__Request__
Retype the stretch of the material below from the line containing "Tag the stone column" through the line containing "<point>618,271</point>", with both of those lines included and every line reproduced exactly.

:: Dataset extract

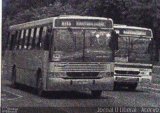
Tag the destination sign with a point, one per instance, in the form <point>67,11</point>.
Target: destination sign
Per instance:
<point>83,23</point>
<point>137,32</point>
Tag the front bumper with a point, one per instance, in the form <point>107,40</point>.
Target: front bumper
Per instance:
<point>57,84</point>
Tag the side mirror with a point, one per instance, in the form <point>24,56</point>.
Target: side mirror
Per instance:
<point>113,44</point>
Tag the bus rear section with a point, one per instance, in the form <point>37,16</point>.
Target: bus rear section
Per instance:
<point>134,57</point>
<point>73,54</point>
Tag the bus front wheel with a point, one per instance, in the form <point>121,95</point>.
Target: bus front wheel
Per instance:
<point>96,93</point>
<point>13,77</point>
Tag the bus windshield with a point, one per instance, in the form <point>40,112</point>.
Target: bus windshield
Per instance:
<point>87,45</point>
<point>134,50</point>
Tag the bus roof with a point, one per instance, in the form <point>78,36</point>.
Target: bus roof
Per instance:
<point>51,20</point>
<point>124,30</point>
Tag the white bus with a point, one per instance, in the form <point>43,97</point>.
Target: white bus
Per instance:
<point>134,57</point>
<point>62,53</point>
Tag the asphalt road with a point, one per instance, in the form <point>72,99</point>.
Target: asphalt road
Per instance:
<point>25,97</point>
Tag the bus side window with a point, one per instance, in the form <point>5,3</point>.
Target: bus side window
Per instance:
<point>47,41</point>
<point>34,37</point>
<point>21,39</point>
<point>37,37</point>
<point>39,44</point>
<point>31,38</point>
<point>44,32</point>
<point>28,38</point>
<point>18,40</point>
<point>15,40</point>
<point>7,41</point>
<point>113,44</point>
<point>11,41</point>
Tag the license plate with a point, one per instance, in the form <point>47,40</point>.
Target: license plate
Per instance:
<point>81,82</point>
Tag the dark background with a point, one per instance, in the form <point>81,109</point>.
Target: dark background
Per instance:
<point>142,13</point>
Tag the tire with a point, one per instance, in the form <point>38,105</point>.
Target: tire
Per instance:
<point>39,84</point>
<point>96,93</point>
<point>132,87</point>
<point>13,77</point>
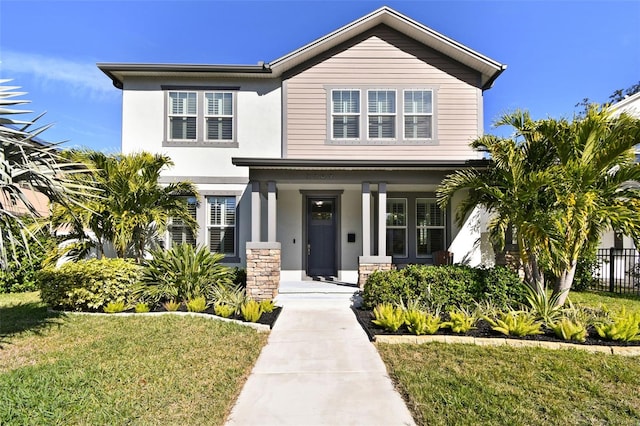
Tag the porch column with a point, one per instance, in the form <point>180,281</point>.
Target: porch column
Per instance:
<point>382,219</point>
<point>255,211</point>
<point>366,219</point>
<point>271,212</point>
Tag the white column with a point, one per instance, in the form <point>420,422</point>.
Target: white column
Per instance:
<point>382,219</point>
<point>366,219</point>
<point>271,212</point>
<point>255,212</point>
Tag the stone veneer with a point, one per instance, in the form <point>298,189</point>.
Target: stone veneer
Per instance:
<point>369,264</point>
<point>263,270</point>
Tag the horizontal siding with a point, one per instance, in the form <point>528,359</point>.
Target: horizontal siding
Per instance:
<point>385,59</point>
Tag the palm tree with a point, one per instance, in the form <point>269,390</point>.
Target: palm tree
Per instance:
<point>512,189</point>
<point>28,166</point>
<point>596,186</point>
<point>560,184</point>
<point>132,204</point>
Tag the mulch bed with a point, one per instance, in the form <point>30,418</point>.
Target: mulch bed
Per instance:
<point>483,329</point>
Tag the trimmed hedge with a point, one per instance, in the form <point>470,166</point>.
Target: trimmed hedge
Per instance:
<point>445,286</point>
<point>89,284</point>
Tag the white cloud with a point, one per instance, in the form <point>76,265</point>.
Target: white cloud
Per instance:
<point>83,77</point>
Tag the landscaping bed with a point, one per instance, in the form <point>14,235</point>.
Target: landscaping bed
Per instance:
<point>482,329</point>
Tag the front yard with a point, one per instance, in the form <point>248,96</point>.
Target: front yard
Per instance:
<point>466,384</point>
<point>78,369</point>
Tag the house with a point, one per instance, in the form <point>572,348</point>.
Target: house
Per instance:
<point>324,162</point>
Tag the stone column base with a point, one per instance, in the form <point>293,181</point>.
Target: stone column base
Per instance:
<point>369,264</point>
<point>263,270</point>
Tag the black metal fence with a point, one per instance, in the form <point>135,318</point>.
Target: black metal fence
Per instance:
<point>618,271</point>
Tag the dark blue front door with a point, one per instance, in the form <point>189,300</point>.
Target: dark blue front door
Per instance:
<point>321,237</point>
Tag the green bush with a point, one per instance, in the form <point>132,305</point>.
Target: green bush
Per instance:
<point>443,287</point>
<point>89,284</point>
<point>183,273</point>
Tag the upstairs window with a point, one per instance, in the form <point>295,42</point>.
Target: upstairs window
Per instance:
<point>382,114</point>
<point>418,114</point>
<point>345,114</point>
<point>222,225</point>
<point>183,115</point>
<point>219,116</point>
<point>200,117</point>
<point>179,232</point>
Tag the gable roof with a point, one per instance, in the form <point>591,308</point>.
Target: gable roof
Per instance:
<point>488,68</point>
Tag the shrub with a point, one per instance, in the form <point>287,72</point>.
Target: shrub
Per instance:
<point>568,329</point>
<point>460,321</point>
<point>515,323</point>
<point>198,304</point>
<point>223,310</point>
<point>388,317</point>
<point>183,273</point>
<point>89,284</point>
<point>171,305</point>
<point>251,311</point>
<point>114,307</point>
<point>142,308</point>
<point>622,327</point>
<point>443,287</point>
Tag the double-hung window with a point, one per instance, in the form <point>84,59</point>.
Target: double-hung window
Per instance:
<point>345,114</point>
<point>430,229</point>
<point>183,115</point>
<point>201,116</point>
<point>179,232</point>
<point>397,227</point>
<point>381,114</point>
<point>418,114</point>
<point>219,116</point>
<point>221,225</point>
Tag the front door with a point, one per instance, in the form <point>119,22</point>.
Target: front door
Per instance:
<point>321,236</point>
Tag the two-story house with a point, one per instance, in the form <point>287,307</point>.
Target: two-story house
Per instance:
<point>323,162</point>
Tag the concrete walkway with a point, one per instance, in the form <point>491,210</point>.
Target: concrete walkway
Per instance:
<point>318,367</point>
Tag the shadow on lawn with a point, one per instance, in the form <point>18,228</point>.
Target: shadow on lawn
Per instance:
<point>32,317</point>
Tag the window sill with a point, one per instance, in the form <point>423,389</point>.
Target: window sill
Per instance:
<point>372,142</point>
<point>200,144</point>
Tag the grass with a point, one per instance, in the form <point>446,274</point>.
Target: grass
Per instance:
<point>78,369</point>
<point>468,385</point>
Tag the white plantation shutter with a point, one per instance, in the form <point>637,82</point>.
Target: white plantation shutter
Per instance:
<point>222,225</point>
<point>345,111</point>
<point>418,114</point>
<point>430,232</point>
<point>382,114</point>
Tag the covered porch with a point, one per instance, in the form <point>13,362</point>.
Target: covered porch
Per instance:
<point>341,220</point>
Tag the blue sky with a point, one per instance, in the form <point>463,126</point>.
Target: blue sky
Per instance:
<point>557,52</point>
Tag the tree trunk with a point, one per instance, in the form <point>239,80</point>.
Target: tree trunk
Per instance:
<point>563,283</point>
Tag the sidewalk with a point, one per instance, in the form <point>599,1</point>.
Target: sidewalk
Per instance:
<point>318,367</point>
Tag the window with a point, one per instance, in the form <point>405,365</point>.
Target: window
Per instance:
<point>345,114</point>
<point>219,116</point>
<point>222,225</point>
<point>418,114</point>
<point>179,232</point>
<point>430,227</point>
<point>202,117</point>
<point>397,227</point>
<point>382,114</point>
<point>182,115</point>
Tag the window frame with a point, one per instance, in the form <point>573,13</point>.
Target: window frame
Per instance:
<point>405,227</point>
<point>201,117</point>
<point>419,227</point>
<point>364,138</point>
<point>222,226</point>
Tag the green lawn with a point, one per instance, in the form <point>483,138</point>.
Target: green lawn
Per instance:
<point>78,369</point>
<point>470,385</point>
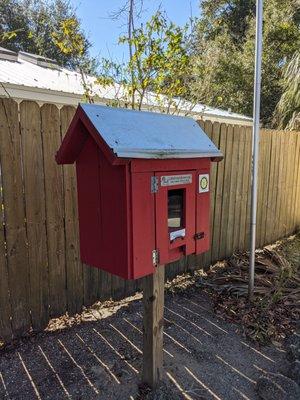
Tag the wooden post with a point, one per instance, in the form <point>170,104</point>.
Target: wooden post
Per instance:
<point>153,322</point>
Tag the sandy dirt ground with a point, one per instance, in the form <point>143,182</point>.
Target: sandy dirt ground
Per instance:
<point>204,357</point>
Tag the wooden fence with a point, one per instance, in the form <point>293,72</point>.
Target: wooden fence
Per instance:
<point>41,275</point>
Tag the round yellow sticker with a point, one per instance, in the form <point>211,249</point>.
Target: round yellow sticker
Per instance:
<point>203,183</point>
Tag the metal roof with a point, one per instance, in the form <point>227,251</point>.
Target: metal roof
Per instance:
<point>144,134</point>
<point>24,78</point>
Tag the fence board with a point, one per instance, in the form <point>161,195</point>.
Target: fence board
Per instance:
<point>239,187</point>
<point>6,333</point>
<point>74,271</point>
<point>214,134</point>
<point>39,242</point>
<point>296,217</point>
<point>246,167</point>
<point>226,191</point>
<point>30,121</point>
<point>265,172</point>
<point>215,244</point>
<point>54,194</point>
<point>232,190</point>
<point>14,214</point>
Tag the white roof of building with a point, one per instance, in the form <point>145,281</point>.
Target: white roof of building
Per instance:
<point>32,77</point>
<point>138,134</point>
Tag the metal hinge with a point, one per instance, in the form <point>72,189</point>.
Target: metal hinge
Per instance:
<point>154,184</point>
<point>155,257</point>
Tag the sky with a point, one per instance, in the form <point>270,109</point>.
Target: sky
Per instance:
<point>103,31</point>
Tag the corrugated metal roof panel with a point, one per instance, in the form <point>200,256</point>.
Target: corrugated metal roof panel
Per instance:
<point>24,73</point>
<point>142,134</point>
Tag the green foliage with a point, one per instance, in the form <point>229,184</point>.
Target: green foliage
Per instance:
<point>287,113</point>
<point>159,64</point>
<point>223,53</point>
<point>35,26</point>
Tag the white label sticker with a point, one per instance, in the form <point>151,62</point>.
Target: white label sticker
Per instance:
<point>203,183</point>
<point>177,234</point>
<point>172,180</point>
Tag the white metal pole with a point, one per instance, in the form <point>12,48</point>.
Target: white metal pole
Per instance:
<point>255,140</point>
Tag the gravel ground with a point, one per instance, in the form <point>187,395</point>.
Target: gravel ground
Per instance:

::::

__Reply to the task__
Tag the stone column base with a point, one per instance, in the form <point>293,181</point>.
Target: stone column base
Per instance:
<point>369,264</point>
<point>263,270</point>
Tag the black metal fence with a point, one per instance, in the form <point>135,318</point>.
Target: black metal fence
Per instance:
<point>618,271</point>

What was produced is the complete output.